WHAT YOU WILL DO> Write out every single entry exactly.

ROWS>
___
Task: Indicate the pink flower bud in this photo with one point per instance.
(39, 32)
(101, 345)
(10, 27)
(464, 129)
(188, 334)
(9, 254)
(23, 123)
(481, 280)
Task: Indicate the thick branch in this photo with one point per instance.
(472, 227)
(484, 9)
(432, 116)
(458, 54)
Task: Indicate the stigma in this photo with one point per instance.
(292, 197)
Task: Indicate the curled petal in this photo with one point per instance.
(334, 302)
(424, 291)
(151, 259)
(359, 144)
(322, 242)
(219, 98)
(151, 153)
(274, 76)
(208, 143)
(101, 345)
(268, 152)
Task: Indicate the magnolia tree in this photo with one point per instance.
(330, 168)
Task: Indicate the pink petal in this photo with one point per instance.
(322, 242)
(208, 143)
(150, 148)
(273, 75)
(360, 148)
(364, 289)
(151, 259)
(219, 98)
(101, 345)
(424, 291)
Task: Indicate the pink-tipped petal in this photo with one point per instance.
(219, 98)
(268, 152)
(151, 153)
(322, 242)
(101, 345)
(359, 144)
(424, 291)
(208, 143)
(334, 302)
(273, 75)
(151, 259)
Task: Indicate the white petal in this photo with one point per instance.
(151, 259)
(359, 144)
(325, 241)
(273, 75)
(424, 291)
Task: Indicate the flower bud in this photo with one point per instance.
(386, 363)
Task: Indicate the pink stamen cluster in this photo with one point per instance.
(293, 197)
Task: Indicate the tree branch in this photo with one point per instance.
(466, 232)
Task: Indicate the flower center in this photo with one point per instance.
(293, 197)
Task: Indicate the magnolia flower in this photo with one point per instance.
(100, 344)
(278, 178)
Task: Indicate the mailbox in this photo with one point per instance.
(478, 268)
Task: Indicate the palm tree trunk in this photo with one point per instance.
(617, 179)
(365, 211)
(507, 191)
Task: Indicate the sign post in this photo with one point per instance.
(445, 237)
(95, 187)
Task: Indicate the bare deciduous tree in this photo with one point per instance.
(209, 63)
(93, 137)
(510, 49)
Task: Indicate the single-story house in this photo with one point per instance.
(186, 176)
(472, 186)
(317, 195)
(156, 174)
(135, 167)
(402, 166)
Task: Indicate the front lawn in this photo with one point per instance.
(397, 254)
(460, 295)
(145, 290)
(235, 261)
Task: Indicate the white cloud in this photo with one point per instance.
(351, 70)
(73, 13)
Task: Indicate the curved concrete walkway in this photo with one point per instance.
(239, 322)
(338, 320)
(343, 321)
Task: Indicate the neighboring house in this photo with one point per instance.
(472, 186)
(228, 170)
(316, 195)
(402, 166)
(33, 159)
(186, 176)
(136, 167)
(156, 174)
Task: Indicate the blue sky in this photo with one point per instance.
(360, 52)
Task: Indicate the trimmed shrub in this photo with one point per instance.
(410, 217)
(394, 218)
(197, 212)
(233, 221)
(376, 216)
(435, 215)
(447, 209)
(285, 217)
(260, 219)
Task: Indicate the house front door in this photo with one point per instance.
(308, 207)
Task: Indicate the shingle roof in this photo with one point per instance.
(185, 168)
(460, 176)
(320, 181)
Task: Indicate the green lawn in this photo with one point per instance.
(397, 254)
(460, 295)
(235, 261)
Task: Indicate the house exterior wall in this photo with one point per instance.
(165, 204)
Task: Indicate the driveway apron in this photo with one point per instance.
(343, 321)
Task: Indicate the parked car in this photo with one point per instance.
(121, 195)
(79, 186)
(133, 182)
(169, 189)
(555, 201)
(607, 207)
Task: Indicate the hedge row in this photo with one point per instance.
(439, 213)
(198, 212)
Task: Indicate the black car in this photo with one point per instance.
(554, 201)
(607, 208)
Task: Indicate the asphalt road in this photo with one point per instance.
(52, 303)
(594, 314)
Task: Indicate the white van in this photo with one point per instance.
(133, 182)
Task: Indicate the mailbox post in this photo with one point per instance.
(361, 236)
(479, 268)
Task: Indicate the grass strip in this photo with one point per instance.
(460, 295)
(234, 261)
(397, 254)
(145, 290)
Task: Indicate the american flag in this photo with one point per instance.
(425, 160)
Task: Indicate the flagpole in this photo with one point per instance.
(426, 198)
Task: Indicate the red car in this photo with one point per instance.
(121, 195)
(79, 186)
___
RESPONSE TO THE TASK>
Task: Indicate the pink flower bud in this photo with one point per instance.
(39, 32)
(101, 345)
(10, 27)
(464, 129)
(188, 334)
(9, 254)
(23, 123)
(481, 280)
Task: Indicate the thick branch in this photo with one point per instance.
(472, 227)
(484, 9)
(432, 116)
(458, 54)
Task: Indicate the stigma in this photo with one point per instance.
(292, 197)
Task: Indicate the curled petal in this photo with one point per instance.
(334, 302)
(424, 291)
(151, 259)
(359, 144)
(322, 242)
(219, 98)
(151, 153)
(274, 76)
(208, 143)
(101, 345)
(268, 152)
Task: Indicate the magnolia tree in this photo with one point per instance.
(330, 168)
Task: Indicate the pink petal in this photo with one point per instance.
(322, 242)
(208, 143)
(150, 148)
(273, 75)
(360, 148)
(364, 289)
(151, 259)
(219, 98)
(101, 345)
(424, 291)
Task: Indicate the pink-tipped petal in this photo with one point per instance.
(219, 98)
(268, 152)
(151, 153)
(322, 242)
(101, 345)
(359, 144)
(424, 291)
(208, 143)
(334, 302)
(273, 75)
(151, 259)
Task: Indicate the white petal in this photo with one point per instance.
(151, 259)
(359, 144)
(325, 241)
(273, 75)
(424, 291)
Task: Indicate the flower bud in this photo with one point per instance.
(386, 363)
Task: Indicate the pink stamen cluster in this photo with one point per instance.
(293, 197)
Task: Indicate the tree branch in this photo with one point per instance.
(466, 232)
Task: Indicate the flower center in this photo with one point per instance.
(293, 197)
Task: Indicate the magnolia flower in this photo with one point per instance.
(100, 344)
(278, 178)
Task: Indicate the mailbox in this photo with one point per instance.
(478, 268)
Task: Indicate the palm tree trunk in this photo with one point per instance.
(617, 179)
(365, 211)
(507, 191)
Task: Indicate the sign post in this photo with one point per instance.
(445, 237)
(95, 187)
Task: Indicate the bare deciduous tree in this photo with one point per instance.
(209, 63)
(93, 137)
(510, 49)
Task: Indicate the single-story house in this photo with one point per instance.
(186, 176)
(472, 186)
(317, 195)
(156, 174)
(135, 167)
(402, 166)
Task: Indicate the front lawn in this photo with one point per instance.
(397, 254)
(460, 295)
(145, 290)
(235, 261)
Task: Indicate the white cloud in this photo with one point per instance.
(351, 70)
(73, 13)
Task: Indicate the curved concrete walkway in this photo with one point per instance.
(239, 322)
(338, 320)
(343, 321)
Task: Indicate the neighboring house in this photo with one point per instance.
(472, 186)
(228, 170)
(316, 195)
(402, 166)
(33, 159)
(186, 176)
(136, 167)
(156, 174)
Task: Indicate the blue sky in this photo with one point per instance.
(360, 52)
Task: Indicate the trimmed shrub in this photo with one point per instance.
(410, 217)
(394, 218)
(197, 212)
(233, 221)
(376, 216)
(435, 215)
(447, 209)
(285, 217)
(260, 219)
Task: Indicate the house front door in this photo with one point per instance.
(308, 207)
Task: Indicate the shingle roof in this photo with one point per instance.
(185, 168)
(460, 176)
(320, 181)
Task: Indicate the green lawn in this photo with one point per instance.
(397, 254)
(460, 295)
(235, 261)
Task: Indicate the house exterior wall in this photo with one point per instance.
(165, 204)
Task: Indicate the driveway apron in this photo with one point per instance.
(343, 321)
Task: Indicate the parked car in this photo with one point per instance.
(121, 195)
(79, 186)
(133, 182)
(169, 189)
(555, 201)
(607, 207)
Task: Indicate the hedge row in this photo with one point per instance.
(439, 213)
(198, 212)
Task: Indicate the black car in this photo with one point per instance.
(554, 201)
(607, 208)
Task: Indicate the asphalt road in this photo with one point per instance.
(52, 303)
(594, 314)
Task: Indicate the white van in this photo with one point per instance.
(133, 182)
Task: Indicate the mailbox post in this photo with one point per instance.
(361, 236)
(479, 268)
Task: Indicate the grass strip in this photo with one point per instance.
(460, 295)
(234, 261)
(397, 254)
(145, 290)
Task: Indicate the american flag in this photo with one point per instance.
(425, 160)
Task: Indicate the flagpole in this photo with one point per instance.
(426, 198)
Task: Indicate the red car in this photo with one point per instance.
(121, 195)
(79, 186)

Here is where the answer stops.